START Dataset

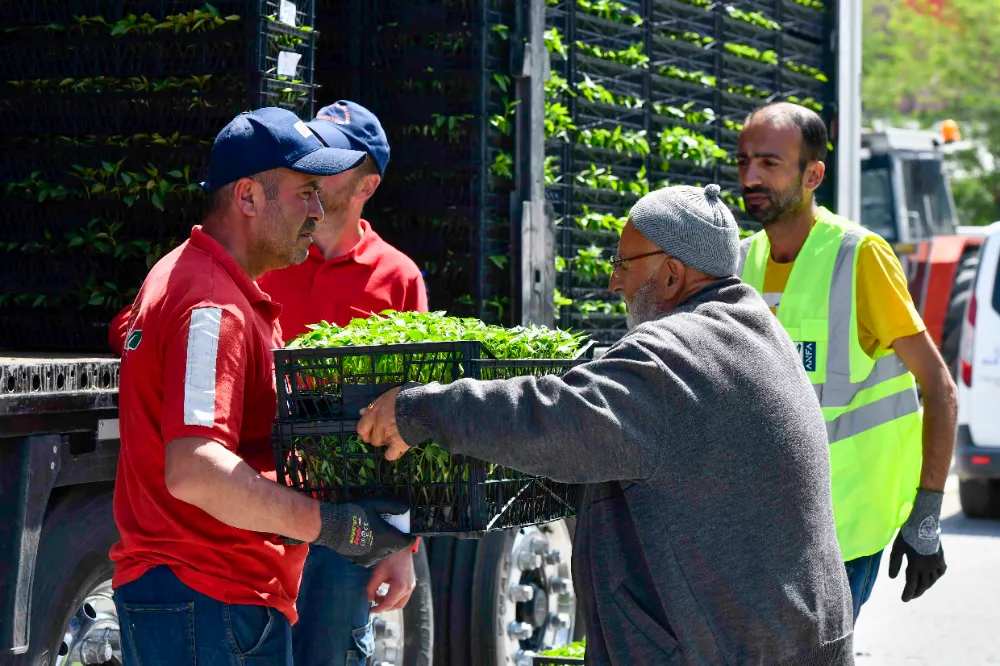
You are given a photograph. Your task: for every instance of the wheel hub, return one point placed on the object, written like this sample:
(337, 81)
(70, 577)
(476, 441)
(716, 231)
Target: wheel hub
(93, 636)
(540, 608)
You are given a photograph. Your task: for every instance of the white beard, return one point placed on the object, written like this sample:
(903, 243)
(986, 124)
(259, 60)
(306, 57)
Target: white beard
(643, 306)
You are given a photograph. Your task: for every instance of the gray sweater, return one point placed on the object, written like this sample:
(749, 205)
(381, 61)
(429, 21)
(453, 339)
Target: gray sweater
(714, 541)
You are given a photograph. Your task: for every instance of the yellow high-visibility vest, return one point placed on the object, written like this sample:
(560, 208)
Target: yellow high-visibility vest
(870, 404)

END Dataset

* **Exercise requirements**:
Give the listing again, exactly as it appears, but without its images.

* **Response**:
You are given a photograph. Your task: for every instance of the wheel hub, return one point placed on the object, written like this sample:
(337, 81)
(70, 577)
(476, 441)
(716, 231)
Target: wheel hub
(93, 636)
(540, 608)
You are given a photograph. Your task: for every instance of the white beard, return one point placed on the object, written like this sample:
(903, 243)
(986, 124)
(259, 60)
(306, 57)
Target: white beard
(643, 306)
You are given a photograph. Your task: for every instance of the gray sweater, return one point placed on the object, written like this sample:
(749, 205)
(381, 61)
(429, 21)
(453, 339)
Target: gray sweater
(714, 541)
You are given a photograph. Your task: for every instance of the yellow high-visibility vest, return one point placed on the object, written like this sample:
(560, 208)
Target: yellow high-visibility vest
(870, 404)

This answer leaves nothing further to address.